Task instructions => Copy every line of the entries below word for word, but leave the pictures out.

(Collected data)
▬▬▬

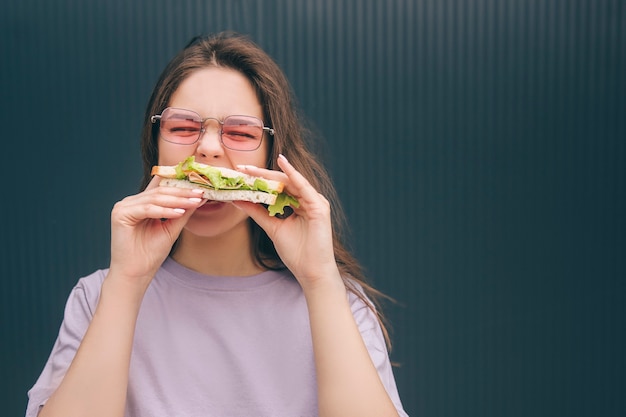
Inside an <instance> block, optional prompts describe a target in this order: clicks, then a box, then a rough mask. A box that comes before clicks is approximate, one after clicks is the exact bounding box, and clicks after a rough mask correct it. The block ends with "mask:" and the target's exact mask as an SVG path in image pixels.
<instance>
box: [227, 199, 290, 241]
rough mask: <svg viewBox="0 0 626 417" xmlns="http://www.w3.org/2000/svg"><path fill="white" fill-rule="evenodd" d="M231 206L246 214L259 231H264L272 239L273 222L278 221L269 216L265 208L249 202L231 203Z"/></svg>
mask: <svg viewBox="0 0 626 417" xmlns="http://www.w3.org/2000/svg"><path fill="white" fill-rule="evenodd" d="M232 204H233V205H234V206H235V207H237V208H238V209H240V210H241V211H243V212H244V213H246V214H247V215H248V216H250V218H251V219H252V220H254V222H255V223H256V224H258V225H259V226H260V227H261V229H263V230H265V233H267V235H268V236H269V237H270V238H272V236H273V232H274V228H275V222H276V221H280V220H278V219H277V218H275V217H272V216H270V215H269V213H268V211H267V208H265V207H264V206H263V205H261V204H256V203H251V202H249V201H233V202H232Z"/></svg>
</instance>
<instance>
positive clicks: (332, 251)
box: [234, 155, 339, 290]
mask: <svg viewBox="0 0 626 417" xmlns="http://www.w3.org/2000/svg"><path fill="white" fill-rule="evenodd" d="M278 166H279V167H280V168H281V169H282V171H283V172H279V171H272V170H267V169H262V168H257V167H252V166H248V165H245V166H239V167H238V169H239V170H240V171H242V172H245V173H246V174H249V175H255V176H261V177H264V178H267V179H272V180H278V181H282V182H283V183H284V184H285V189H284V191H285V192H286V193H288V194H290V195H292V196H293V197H295V198H297V199H298V202H299V203H300V207H298V208H293V210H294V213H293V214H292V215H290V216H289V217H287V218H283V219H281V218H278V217H272V216H269V214H268V211H267V209H266V208H265V207H263V206H261V205H259V204H253V203H247V202H241V201H237V202H234V204H235V205H236V206H237V207H239V208H240V209H242V210H244V211H245V212H246V213H247V214H248V215H249V216H250V217H251V218H252V219H253V220H254V221H255V222H256V223H257V224H258V225H259V226H260V227H261V228H263V229H264V230H265V232H266V233H267V235H268V236H269V237H270V239H272V241H273V242H274V247H275V248H276V251H277V252H278V255H279V256H280V258H281V260H282V261H283V263H284V264H285V265H286V266H287V268H289V270H290V271H291V272H292V273H293V274H294V275H295V277H296V279H298V281H299V282H300V285H302V287H303V288H304V289H305V290H306V289H307V288H308V287H310V286H315V285H316V284H317V283H321V282H325V280H327V279H337V277H338V276H339V274H338V270H337V264H336V262H335V256H334V250H333V234H332V226H331V219H330V204H329V202H328V200H327V199H326V198H325V197H324V196H323V195H322V194H320V193H319V192H318V191H317V190H316V189H315V188H313V186H311V184H310V183H309V182H308V181H307V180H306V178H304V177H303V176H302V175H301V174H300V173H299V172H298V171H296V169H295V168H294V167H293V166H292V165H291V164H290V163H289V162H288V161H287V159H286V158H285V157H284V156H283V155H280V156H279V158H278Z"/></svg>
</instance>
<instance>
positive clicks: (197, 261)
mask: <svg viewBox="0 0 626 417" xmlns="http://www.w3.org/2000/svg"><path fill="white" fill-rule="evenodd" d="M172 258H173V259H174V260H175V261H176V262H178V263H179V264H181V265H183V266H184V267H186V268H189V269H191V270H193V271H196V272H200V273H201V274H205V275H217V276H233V277H244V276H250V275H255V274H258V273H260V272H263V271H264V270H265V269H264V268H262V267H261V266H260V265H258V263H257V262H256V260H255V259H254V256H253V254H252V243H251V238H250V233H249V232H248V231H245V233H227V234H224V235H222V236H219V237H210V238H208V237H203V236H197V235H193V234H192V233H190V232H188V231H186V230H183V232H182V233H181V235H180V237H179V239H178V242H177V244H176V248H175V249H174V252H173V254H172Z"/></svg>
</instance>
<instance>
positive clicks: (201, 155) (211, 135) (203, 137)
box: [196, 124, 224, 158]
mask: <svg viewBox="0 0 626 417" xmlns="http://www.w3.org/2000/svg"><path fill="white" fill-rule="evenodd" d="M220 135H221V128H220V125H219V124H218V125H217V126H215V125H212V124H211V125H209V126H205V128H204V130H203V131H202V134H201V135H200V139H199V140H198V146H197V148H196V153H197V154H199V155H201V156H203V157H205V158H218V157H220V156H221V155H223V154H224V147H223V145H222V141H221V138H220Z"/></svg>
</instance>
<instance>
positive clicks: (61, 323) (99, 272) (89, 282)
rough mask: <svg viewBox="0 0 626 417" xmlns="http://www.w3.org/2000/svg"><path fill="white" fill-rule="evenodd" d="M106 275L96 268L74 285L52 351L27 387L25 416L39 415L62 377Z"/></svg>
mask: <svg viewBox="0 0 626 417" xmlns="http://www.w3.org/2000/svg"><path fill="white" fill-rule="evenodd" d="M103 279H104V273H103V272H102V271H97V272H94V273H93V274H92V275H90V276H88V277H85V278H81V279H80V280H79V281H78V283H77V284H76V286H75V287H74V288H73V289H72V291H71V293H70V295H69V297H68V299H67V302H66V304H65V312H64V316H63V322H62V323H61V327H60V329H59V334H58V336H57V339H56V341H55V343H54V346H53V348H52V352H51V353H50V356H49V357H48V361H47V362H46V365H45V366H44V369H43V371H42V372H41V374H40V375H39V378H38V379H37V382H36V383H35V385H34V386H33V387H32V388H31V389H30V390H29V391H28V405H27V407H26V417H36V416H37V414H38V413H39V410H40V409H41V407H42V406H43V405H44V404H45V403H46V401H47V400H48V398H49V397H50V395H52V393H53V392H54V391H55V390H56V389H57V387H58V386H59V384H60V383H61V381H62V380H63V377H64V376H65V373H66V372H67V369H68V368H69V366H70V364H71V363H72V360H73V359H74V355H75V354H76V351H77V350H78V346H80V343H81V341H82V339H83V336H84V335H85V332H86V331H87V327H88V326H89V323H90V322H91V318H92V317H93V313H94V311H95V308H96V305H97V303H98V298H99V295H100V287H101V285H102V281H103Z"/></svg>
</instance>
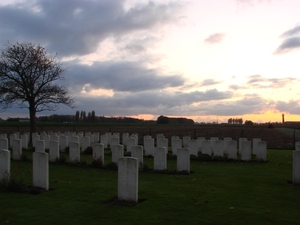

▬▬▬

Written response =>
Inside an <instance> block, optional prompts describe a target in this order: clicks, then a box, then a rough mask. A box that comes before clicks is approximate, one after clicks is the exact bounding box, and clicks after a rough mask correct it. The block ends with "mask:" and the target's exact mask as an SVG path in image pixels.
<instance>
box: [227, 199, 290, 241]
rough mask: <svg viewBox="0 0 626 417" xmlns="http://www.w3.org/2000/svg"><path fill="white" fill-rule="evenodd" d="M231 206L246 214L259 231H264L272 239L273 222L278 221L269 216L265 208L249 202L231 203Z"/></svg>
mask: <svg viewBox="0 0 626 417" xmlns="http://www.w3.org/2000/svg"><path fill="white" fill-rule="evenodd" d="M232 204H233V205H234V206H235V207H237V208H238V209H240V210H241V211H243V212H244V213H246V214H247V215H248V216H250V218H251V219H252V220H254V222H255V223H256V224H258V225H259V226H260V227H261V229H263V230H265V233H267V235H268V236H269V237H270V238H272V236H273V232H274V228H275V222H276V221H280V220H278V219H277V218H275V217H272V216H270V215H269V213H268V211H267V208H265V207H264V206H263V205H261V204H256V203H251V202H249V201H233V202H232Z"/></svg>
</instance>
<instance>
positive clicks: (332, 251)
box: [234, 155, 339, 290]
mask: <svg viewBox="0 0 626 417" xmlns="http://www.w3.org/2000/svg"><path fill="white" fill-rule="evenodd" d="M278 166H279V167H280V168H281V169H282V171H283V172H279V171H272V170H267V169H262V168H257V167H252V166H248V165H245V166H239V167H238V169H239V170H240V171H242V172H245V173H246V174H249V175H255V176H261V177H264V178H267V179H272V180H278V181H282V182H283V183H284V184H285V189H284V191H285V192H286V193H288V194H290V195H292V196H293V197H295V198H297V199H298V202H299V203H300V207H298V208H293V210H294V213H293V214H292V215H290V216H289V217H287V218H283V219H281V218H278V217H272V216H269V214H268V211H267V209H266V208H265V207H263V206H261V205H259V204H253V203H247V202H241V201H237V202H234V204H235V205H236V206H237V207H239V208H240V209H242V210H244V211H245V212H246V213H247V214H248V215H249V216H250V217H251V218H252V219H253V220H254V221H255V222H256V223H257V224H258V225H259V226H260V227H261V228H263V229H264V230H265V232H266V233H267V235H268V236H269V237H270V239H272V241H273V242H274V247H275V248H276V251H277V252H278V255H279V256H280V258H281V260H282V261H283V263H284V264H285V265H286V266H287V268H289V270H290V271H291V272H292V273H293V274H294V275H295V277H296V279H298V281H299V282H300V285H302V287H303V288H304V289H305V290H306V289H307V288H308V287H310V286H315V285H316V284H317V283H321V282H325V280H327V279H337V277H338V276H339V274H338V270H337V264H336V262H335V256H334V250H333V234H332V226H331V219H330V204H329V202H328V200H327V199H326V198H325V197H324V196H323V195H322V194H320V193H319V192H318V191H317V190H316V189H315V188H313V186H311V184H310V183H309V182H308V181H307V180H306V178H304V177H303V176H302V175H301V174H300V173H299V172H298V171H296V169H295V168H294V167H293V166H292V165H291V164H290V163H289V162H288V161H287V159H286V158H285V157H284V156H283V155H280V156H279V158H278Z"/></svg>
</instance>
<instance>
positive clicks: (197, 261)
mask: <svg viewBox="0 0 626 417" xmlns="http://www.w3.org/2000/svg"><path fill="white" fill-rule="evenodd" d="M172 258H173V259H174V260H175V261H176V262H178V263H179V264H181V265H183V266H184V267H186V268H189V269H191V270H193V271H196V272H200V273H201V274H205V275H217V276H233V277H244V276H250V275H255V274H258V273H260V272H263V271H264V270H265V269H264V268H262V267H261V266H260V265H258V263H257V262H256V260H255V259H254V256H253V254H252V243H251V238H250V233H249V232H248V231H245V233H227V234H224V235H222V236H219V237H210V238H208V237H203V236H197V235H193V234H192V233H190V232H188V231H186V230H183V232H182V233H181V235H180V237H179V239H178V242H177V244H176V248H175V249H174V252H173V254H172Z"/></svg>
</instance>
<instance>
positive clicks: (201, 155) (211, 135) (203, 137)
box: [196, 124, 224, 158]
mask: <svg viewBox="0 0 626 417" xmlns="http://www.w3.org/2000/svg"><path fill="white" fill-rule="evenodd" d="M220 135H221V128H220V125H219V124H218V125H217V126H215V125H212V124H211V125H209V126H205V128H204V130H203V131H202V134H201V135H200V139H199V140H198V146H197V148H196V153H197V154H199V155H201V156H203V157H205V158H218V157H220V156H221V155H223V154H224V147H223V145H222V141H221V138H220Z"/></svg>
</instance>
<instance>
positive clicks: (61, 323) (99, 272) (89, 282)
rough mask: <svg viewBox="0 0 626 417" xmlns="http://www.w3.org/2000/svg"><path fill="white" fill-rule="evenodd" d="M106 275L96 268L74 285L52 351L27 387L25 416L39 415L62 377Z"/></svg>
mask: <svg viewBox="0 0 626 417" xmlns="http://www.w3.org/2000/svg"><path fill="white" fill-rule="evenodd" d="M103 279H104V273H103V272H102V271H97V272H94V273H93V274H92V275H90V276H88V277H85V278H81V279H80V280H79V281H78V283H77V284H76V286H75V287H74V288H73V289H72V291H71V293H70V295H69V297H68V299H67V302H66V304H65V312H64V316H63V322H62V323H61V327H60V329H59V334H58V336H57V339H56V341H55V343H54V346H53V348H52V352H51V353H50V356H49V357H48V361H47V362H46V365H45V366H44V369H43V371H42V372H41V374H40V375H39V378H38V379H37V382H36V383H35V385H34V386H33V387H32V388H31V389H30V390H29V391H28V405H27V407H26V417H36V416H37V414H38V413H39V410H40V409H41V407H42V406H43V405H44V404H45V403H46V401H47V400H48V398H49V397H50V395H52V393H53V392H54V391H55V390H56V389H57V387H58V386H59V384H60V383H61V381H62V380H63V377H64V376H65V373H66V372H67V369H68V368H69V366H70V364H71V363H72V360H73V359H74V355H75V354H76V351H77V350H78V346H80V343H81V341H82V339H83V336H84V335H85V332H86V331H87V327H88V326H89V323H90V322H91V318H92V317H93V313H94V311H95V308H96V305H97V303H98V298H99V295H100V287H101V285H102V281H103Z"/></svg>
</instance>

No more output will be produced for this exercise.